(Beginning of EXERCISE INPUTS)
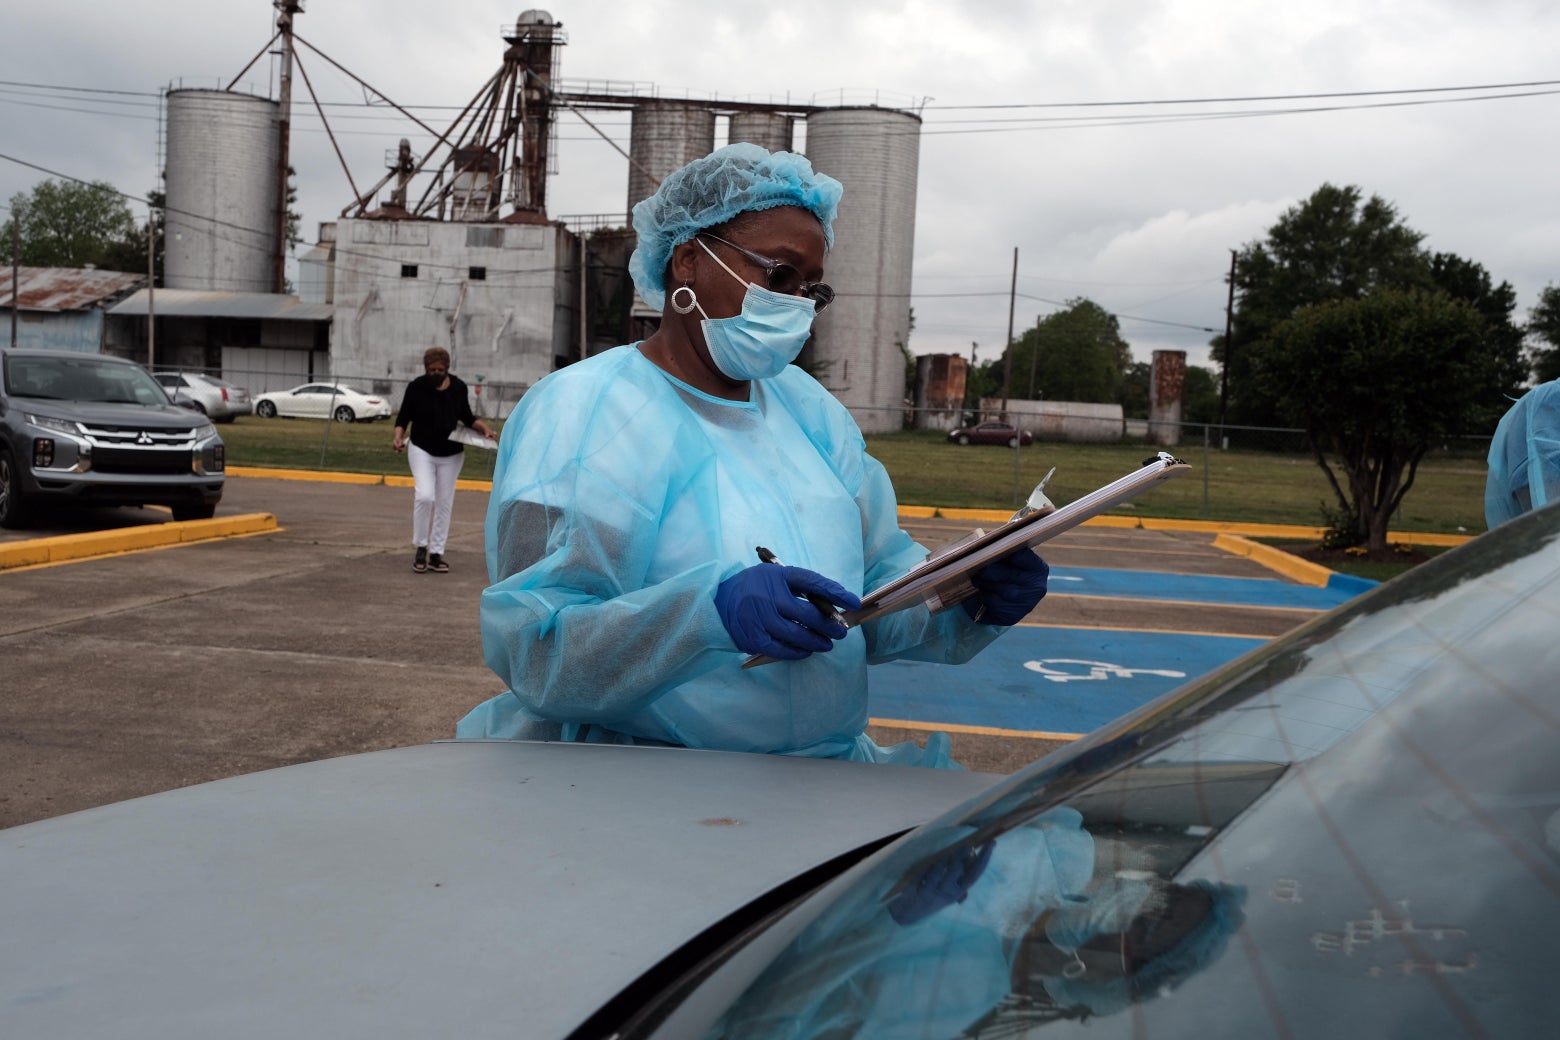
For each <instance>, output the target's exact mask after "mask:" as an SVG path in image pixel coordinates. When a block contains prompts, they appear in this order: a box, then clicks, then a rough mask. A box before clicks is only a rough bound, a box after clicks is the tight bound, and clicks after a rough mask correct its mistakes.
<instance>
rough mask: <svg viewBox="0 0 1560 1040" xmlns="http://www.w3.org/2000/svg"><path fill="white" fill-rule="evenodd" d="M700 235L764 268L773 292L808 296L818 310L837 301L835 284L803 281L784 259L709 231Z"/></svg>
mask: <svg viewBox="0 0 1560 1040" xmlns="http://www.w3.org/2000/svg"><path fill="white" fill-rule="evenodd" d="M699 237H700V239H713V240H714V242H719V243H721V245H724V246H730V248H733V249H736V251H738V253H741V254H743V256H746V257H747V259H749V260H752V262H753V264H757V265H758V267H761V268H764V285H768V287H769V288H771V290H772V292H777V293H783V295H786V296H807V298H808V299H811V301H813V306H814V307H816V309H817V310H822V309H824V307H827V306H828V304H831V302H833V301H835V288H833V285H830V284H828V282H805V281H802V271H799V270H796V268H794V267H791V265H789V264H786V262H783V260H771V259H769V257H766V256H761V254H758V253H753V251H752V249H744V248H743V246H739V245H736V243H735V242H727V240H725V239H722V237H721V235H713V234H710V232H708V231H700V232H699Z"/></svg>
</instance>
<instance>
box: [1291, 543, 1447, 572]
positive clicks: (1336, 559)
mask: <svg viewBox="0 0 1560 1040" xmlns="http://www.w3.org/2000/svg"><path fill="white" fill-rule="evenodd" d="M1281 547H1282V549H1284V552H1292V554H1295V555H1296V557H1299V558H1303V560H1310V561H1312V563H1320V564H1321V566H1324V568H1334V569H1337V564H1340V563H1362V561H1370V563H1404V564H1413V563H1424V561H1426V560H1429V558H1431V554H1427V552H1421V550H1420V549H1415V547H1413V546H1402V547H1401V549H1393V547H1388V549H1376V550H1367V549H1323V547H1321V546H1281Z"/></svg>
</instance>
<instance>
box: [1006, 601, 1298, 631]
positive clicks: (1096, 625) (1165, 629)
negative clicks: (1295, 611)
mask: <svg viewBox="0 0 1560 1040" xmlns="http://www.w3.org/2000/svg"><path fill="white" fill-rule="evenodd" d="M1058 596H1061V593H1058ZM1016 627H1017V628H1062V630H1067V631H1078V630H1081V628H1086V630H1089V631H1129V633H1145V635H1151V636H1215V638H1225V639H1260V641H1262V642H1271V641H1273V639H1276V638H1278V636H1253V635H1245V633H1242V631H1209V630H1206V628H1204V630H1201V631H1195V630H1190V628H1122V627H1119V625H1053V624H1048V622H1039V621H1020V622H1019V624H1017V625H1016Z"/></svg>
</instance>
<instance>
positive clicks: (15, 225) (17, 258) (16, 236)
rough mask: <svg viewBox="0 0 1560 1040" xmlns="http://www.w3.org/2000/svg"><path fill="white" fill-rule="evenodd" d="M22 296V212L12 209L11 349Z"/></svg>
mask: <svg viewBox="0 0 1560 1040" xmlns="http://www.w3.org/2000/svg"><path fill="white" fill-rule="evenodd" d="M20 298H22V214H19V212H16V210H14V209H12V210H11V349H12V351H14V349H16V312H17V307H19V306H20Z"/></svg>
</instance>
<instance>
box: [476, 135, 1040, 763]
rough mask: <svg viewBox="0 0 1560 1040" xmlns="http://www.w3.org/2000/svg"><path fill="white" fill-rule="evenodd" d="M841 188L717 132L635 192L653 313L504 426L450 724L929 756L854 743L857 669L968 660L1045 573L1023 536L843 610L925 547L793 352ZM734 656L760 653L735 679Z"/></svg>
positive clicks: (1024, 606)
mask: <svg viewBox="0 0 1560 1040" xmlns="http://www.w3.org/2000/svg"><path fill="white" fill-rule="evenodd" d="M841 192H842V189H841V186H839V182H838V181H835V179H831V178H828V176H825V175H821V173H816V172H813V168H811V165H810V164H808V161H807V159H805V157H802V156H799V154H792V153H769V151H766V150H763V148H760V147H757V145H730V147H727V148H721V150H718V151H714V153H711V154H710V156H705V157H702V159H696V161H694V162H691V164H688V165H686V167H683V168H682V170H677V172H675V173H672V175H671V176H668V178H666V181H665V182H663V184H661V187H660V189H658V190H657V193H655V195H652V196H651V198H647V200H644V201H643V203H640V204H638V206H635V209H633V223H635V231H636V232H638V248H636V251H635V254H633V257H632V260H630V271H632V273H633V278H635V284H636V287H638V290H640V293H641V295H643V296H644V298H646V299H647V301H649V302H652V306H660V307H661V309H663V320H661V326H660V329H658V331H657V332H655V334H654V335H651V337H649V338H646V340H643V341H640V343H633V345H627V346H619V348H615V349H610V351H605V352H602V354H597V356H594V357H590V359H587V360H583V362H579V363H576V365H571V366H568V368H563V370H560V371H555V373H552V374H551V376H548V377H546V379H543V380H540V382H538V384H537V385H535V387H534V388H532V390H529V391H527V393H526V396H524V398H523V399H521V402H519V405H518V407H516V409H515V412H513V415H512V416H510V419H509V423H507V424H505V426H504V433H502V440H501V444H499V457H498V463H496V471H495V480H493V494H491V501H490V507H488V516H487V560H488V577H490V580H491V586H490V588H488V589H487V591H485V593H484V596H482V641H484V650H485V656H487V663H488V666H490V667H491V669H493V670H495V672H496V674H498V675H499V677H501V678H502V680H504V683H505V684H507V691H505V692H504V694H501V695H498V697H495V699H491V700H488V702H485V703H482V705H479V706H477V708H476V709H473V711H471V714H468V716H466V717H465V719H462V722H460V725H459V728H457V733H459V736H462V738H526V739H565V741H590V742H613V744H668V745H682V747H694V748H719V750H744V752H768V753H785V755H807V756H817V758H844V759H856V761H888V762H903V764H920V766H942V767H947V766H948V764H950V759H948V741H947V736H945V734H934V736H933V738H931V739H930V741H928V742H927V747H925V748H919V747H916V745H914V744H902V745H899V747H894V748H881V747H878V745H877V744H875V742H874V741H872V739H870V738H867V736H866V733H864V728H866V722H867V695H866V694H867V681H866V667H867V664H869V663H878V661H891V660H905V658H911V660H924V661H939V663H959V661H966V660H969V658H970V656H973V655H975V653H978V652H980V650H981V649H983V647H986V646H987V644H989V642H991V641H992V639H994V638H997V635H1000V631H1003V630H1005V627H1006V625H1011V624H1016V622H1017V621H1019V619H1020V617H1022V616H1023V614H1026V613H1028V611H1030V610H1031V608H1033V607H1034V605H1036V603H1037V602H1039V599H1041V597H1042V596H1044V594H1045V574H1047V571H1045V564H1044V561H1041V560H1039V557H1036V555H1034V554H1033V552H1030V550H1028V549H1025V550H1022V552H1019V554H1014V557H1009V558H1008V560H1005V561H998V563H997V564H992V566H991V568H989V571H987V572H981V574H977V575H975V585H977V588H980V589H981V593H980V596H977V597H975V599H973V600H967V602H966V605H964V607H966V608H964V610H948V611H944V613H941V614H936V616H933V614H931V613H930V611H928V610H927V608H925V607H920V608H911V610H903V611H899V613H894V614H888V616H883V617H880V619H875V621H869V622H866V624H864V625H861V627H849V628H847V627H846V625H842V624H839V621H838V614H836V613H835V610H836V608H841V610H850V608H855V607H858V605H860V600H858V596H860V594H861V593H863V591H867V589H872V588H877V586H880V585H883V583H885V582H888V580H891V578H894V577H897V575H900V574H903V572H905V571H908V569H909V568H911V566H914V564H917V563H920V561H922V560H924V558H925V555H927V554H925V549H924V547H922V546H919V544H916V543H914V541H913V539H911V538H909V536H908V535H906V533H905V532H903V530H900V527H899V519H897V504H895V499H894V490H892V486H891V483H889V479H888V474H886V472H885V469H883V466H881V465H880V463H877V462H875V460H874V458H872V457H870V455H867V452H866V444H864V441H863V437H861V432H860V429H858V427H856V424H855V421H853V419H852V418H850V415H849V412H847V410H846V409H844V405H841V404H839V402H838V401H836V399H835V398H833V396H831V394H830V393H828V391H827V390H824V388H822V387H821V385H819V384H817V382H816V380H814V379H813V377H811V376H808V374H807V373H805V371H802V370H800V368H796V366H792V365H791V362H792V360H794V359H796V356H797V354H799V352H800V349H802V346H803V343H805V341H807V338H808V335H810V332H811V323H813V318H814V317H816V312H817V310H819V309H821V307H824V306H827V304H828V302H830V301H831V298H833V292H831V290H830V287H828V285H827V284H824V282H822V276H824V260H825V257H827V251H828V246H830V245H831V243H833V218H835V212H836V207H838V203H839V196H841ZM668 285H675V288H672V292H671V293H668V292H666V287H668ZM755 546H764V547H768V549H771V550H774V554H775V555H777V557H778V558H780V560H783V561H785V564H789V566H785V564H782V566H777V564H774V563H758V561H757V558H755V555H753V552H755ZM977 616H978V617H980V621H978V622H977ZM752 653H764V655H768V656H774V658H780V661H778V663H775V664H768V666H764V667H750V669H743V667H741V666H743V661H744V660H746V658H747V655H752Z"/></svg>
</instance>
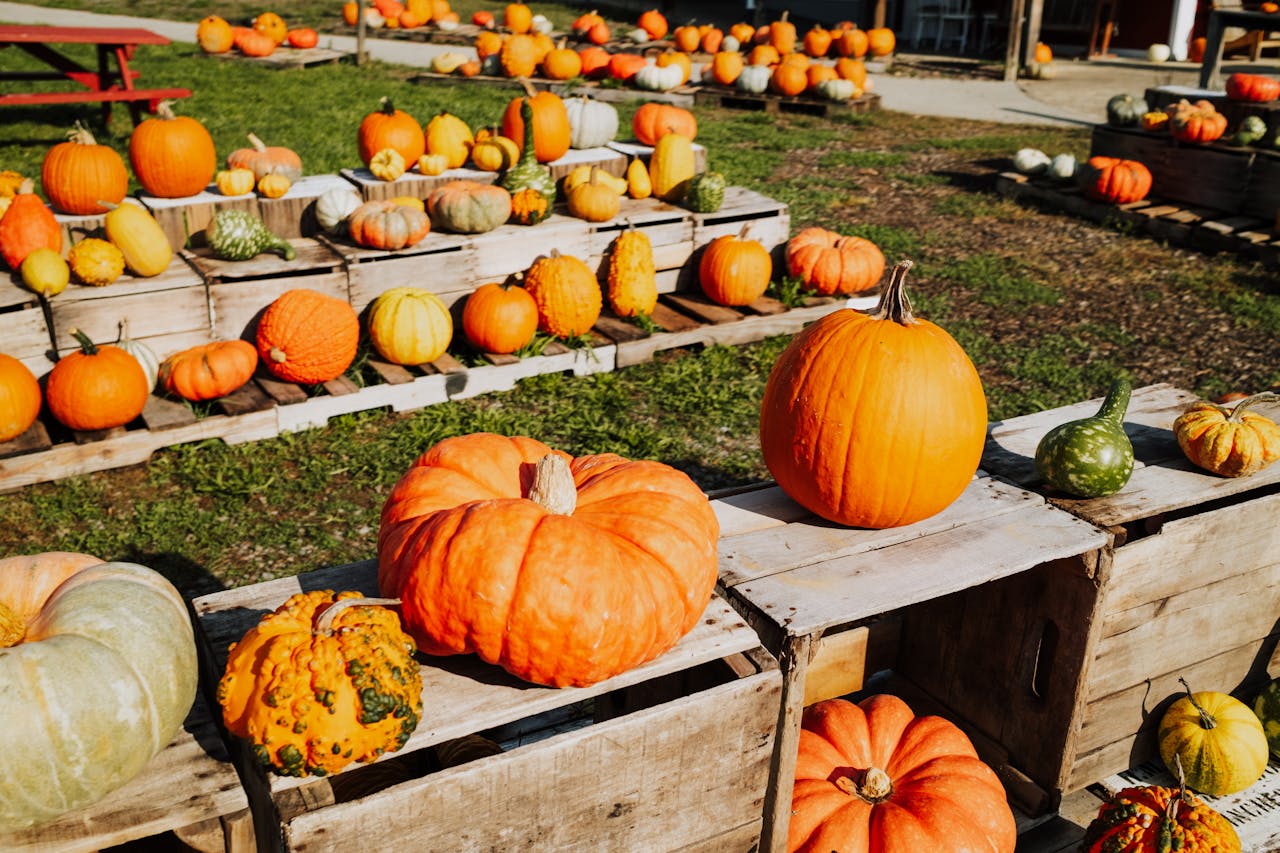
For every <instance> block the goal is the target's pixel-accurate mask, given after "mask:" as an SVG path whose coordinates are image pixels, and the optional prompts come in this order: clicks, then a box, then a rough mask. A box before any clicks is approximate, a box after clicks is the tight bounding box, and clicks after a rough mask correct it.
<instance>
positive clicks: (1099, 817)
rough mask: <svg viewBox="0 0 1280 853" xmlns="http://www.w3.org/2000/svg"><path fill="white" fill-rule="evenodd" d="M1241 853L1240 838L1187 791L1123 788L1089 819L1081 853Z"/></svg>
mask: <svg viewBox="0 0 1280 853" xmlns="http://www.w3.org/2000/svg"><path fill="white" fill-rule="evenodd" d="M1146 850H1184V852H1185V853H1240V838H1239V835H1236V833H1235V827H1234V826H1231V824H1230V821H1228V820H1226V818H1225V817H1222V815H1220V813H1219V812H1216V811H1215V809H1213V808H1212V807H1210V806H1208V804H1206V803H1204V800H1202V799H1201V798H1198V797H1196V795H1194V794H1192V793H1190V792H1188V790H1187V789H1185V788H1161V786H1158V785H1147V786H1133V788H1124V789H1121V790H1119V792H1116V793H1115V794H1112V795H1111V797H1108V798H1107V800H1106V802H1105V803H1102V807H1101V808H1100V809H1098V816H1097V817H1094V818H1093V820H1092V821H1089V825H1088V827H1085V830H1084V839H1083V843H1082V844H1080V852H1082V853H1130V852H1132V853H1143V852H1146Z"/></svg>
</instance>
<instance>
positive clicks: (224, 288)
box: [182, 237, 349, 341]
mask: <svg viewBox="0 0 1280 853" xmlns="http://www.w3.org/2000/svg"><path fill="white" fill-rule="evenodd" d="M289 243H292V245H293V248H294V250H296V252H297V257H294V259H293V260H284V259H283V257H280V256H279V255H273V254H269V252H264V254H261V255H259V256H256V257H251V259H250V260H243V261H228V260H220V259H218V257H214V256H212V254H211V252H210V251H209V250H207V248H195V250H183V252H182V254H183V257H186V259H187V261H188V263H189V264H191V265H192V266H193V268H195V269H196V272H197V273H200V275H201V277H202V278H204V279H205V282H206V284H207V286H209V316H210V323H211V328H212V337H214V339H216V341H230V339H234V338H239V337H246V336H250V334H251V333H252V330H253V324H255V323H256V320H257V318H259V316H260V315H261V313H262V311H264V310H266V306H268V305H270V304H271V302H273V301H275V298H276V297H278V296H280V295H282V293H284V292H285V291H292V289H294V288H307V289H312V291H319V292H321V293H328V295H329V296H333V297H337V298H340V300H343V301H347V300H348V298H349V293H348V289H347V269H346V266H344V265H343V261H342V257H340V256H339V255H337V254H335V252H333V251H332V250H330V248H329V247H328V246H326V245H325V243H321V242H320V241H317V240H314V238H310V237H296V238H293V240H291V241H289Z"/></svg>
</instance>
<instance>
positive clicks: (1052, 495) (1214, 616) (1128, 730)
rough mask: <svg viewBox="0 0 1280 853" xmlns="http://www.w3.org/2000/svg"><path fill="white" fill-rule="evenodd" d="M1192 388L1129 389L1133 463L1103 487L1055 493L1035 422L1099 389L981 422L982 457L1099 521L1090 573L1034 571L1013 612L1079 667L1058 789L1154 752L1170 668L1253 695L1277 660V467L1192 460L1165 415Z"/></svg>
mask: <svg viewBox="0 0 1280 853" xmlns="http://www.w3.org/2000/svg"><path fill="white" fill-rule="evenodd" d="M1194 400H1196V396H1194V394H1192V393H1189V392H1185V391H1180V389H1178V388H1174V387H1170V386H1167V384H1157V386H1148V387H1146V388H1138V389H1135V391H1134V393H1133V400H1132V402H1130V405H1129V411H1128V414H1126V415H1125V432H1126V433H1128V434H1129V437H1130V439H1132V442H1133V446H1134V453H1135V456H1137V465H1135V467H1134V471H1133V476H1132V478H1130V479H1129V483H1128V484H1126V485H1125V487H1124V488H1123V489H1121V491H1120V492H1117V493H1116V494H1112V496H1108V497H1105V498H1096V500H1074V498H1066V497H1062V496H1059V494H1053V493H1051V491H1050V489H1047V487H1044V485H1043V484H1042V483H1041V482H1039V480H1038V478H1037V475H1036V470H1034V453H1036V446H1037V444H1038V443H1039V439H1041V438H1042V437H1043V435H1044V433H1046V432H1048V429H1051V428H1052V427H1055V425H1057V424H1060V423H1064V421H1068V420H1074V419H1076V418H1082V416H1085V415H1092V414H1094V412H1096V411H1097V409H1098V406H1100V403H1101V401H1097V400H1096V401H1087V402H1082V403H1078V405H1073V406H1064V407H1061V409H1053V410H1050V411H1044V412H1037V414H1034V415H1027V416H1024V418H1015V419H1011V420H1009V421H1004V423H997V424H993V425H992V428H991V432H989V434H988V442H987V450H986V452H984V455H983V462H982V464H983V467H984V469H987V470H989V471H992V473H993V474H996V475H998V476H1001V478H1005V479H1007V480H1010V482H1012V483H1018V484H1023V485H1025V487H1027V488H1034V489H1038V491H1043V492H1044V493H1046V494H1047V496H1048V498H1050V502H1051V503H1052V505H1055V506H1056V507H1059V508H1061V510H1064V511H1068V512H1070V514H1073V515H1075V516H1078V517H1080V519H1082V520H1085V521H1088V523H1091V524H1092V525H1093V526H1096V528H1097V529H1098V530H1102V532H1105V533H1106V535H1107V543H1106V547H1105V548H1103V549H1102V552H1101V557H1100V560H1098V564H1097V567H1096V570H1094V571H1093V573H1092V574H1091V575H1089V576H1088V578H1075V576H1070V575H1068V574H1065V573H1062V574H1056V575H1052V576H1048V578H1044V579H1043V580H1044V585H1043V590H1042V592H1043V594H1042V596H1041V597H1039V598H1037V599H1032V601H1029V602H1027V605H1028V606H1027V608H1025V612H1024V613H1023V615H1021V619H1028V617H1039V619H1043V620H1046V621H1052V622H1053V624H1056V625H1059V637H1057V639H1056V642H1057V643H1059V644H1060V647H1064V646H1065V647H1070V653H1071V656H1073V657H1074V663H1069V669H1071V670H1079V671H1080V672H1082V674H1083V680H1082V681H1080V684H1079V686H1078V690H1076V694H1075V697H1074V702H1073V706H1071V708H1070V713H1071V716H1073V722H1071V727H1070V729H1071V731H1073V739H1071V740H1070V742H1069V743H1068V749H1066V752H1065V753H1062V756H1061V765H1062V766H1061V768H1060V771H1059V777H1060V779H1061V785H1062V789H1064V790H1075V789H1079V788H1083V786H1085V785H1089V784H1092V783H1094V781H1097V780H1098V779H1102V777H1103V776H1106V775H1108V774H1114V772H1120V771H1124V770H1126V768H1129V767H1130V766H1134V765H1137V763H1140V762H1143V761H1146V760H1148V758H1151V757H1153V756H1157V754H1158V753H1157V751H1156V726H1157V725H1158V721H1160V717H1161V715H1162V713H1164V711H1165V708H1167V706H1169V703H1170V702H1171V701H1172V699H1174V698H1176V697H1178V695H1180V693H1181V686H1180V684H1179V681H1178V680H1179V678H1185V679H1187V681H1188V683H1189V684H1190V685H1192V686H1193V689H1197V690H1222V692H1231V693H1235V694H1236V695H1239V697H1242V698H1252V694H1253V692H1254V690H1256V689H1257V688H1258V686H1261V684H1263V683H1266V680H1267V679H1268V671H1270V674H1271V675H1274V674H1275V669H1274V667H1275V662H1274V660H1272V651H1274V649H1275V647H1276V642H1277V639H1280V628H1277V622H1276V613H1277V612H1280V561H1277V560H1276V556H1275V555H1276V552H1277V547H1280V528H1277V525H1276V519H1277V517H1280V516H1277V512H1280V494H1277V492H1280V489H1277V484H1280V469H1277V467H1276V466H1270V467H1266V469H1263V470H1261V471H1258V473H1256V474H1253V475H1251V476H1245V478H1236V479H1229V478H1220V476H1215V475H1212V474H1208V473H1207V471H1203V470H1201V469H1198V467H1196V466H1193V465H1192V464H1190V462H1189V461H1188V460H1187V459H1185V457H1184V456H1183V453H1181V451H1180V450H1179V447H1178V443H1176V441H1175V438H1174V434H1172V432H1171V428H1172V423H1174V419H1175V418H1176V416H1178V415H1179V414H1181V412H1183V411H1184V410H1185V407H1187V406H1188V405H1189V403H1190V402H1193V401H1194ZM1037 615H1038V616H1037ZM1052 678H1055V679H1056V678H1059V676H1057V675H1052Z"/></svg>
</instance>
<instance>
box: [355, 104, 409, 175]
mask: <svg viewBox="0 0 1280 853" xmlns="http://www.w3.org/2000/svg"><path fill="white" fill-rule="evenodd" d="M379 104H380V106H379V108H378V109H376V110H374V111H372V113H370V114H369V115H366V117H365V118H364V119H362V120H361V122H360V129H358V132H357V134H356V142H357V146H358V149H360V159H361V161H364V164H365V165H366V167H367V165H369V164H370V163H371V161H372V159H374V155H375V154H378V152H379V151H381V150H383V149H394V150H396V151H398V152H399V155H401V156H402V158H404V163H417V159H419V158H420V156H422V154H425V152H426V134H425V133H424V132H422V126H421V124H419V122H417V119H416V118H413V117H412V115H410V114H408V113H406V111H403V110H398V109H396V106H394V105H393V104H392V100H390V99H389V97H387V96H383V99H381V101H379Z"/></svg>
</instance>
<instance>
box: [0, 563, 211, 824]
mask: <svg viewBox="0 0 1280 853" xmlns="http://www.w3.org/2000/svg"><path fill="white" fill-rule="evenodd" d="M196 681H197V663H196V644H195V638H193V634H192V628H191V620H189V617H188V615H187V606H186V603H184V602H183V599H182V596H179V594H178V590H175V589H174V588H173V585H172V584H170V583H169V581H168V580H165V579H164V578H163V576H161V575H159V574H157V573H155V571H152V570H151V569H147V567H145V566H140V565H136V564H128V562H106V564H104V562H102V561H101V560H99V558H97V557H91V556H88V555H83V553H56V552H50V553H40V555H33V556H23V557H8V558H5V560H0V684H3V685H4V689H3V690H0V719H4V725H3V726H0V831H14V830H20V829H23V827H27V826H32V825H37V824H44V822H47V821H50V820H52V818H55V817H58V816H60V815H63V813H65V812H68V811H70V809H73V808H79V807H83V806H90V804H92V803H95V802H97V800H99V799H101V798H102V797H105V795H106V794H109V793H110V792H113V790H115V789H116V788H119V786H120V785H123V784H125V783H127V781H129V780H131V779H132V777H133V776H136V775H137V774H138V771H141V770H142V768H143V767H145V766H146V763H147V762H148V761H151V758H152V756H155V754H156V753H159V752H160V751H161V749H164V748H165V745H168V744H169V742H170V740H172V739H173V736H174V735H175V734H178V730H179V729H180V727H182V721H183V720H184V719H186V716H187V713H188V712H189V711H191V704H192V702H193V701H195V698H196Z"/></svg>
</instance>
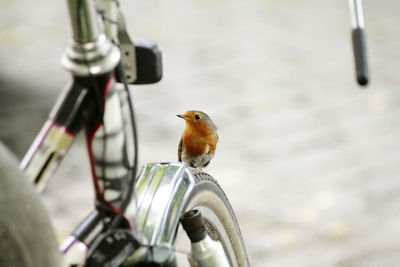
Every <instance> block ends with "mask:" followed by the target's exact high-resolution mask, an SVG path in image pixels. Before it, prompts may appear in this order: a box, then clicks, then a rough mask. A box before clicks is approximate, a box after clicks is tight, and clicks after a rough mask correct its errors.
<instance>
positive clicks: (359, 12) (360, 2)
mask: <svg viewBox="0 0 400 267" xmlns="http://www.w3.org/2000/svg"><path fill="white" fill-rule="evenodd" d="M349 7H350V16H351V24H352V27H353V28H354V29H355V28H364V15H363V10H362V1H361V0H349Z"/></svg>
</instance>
(End of EXERCISE INPUTS)
TASK OBJECTIVE =>
Rewrite the items from their start through the line that contains "235L764 268L773 292L808", swapping "mistakes" for "errors" and leaving everything else the same. Return only those lines, without the picture.

RESPONSE AREA =>
For each <instance>, output the target's exact mask after "mask:" as an SVG path in image pixel coordinates. When a block contains prompts, they appear in this order: a box, then clicks, then a rough mask. A box before clicks is only a rough bound, a box after clicks is the tight bound, and clicks after a rough mask correct its errors.
<instance>
rough mask: <svg viewBox="0 0 1560 1040" xmlns="http://www.w3.org/2000/svg"><path fill="white" fill-rule="evenodd" d="M700 235L764 268L773 292L808 296L818 310L837 301L835 284L803 281L784 259L709 231Z"/></svg>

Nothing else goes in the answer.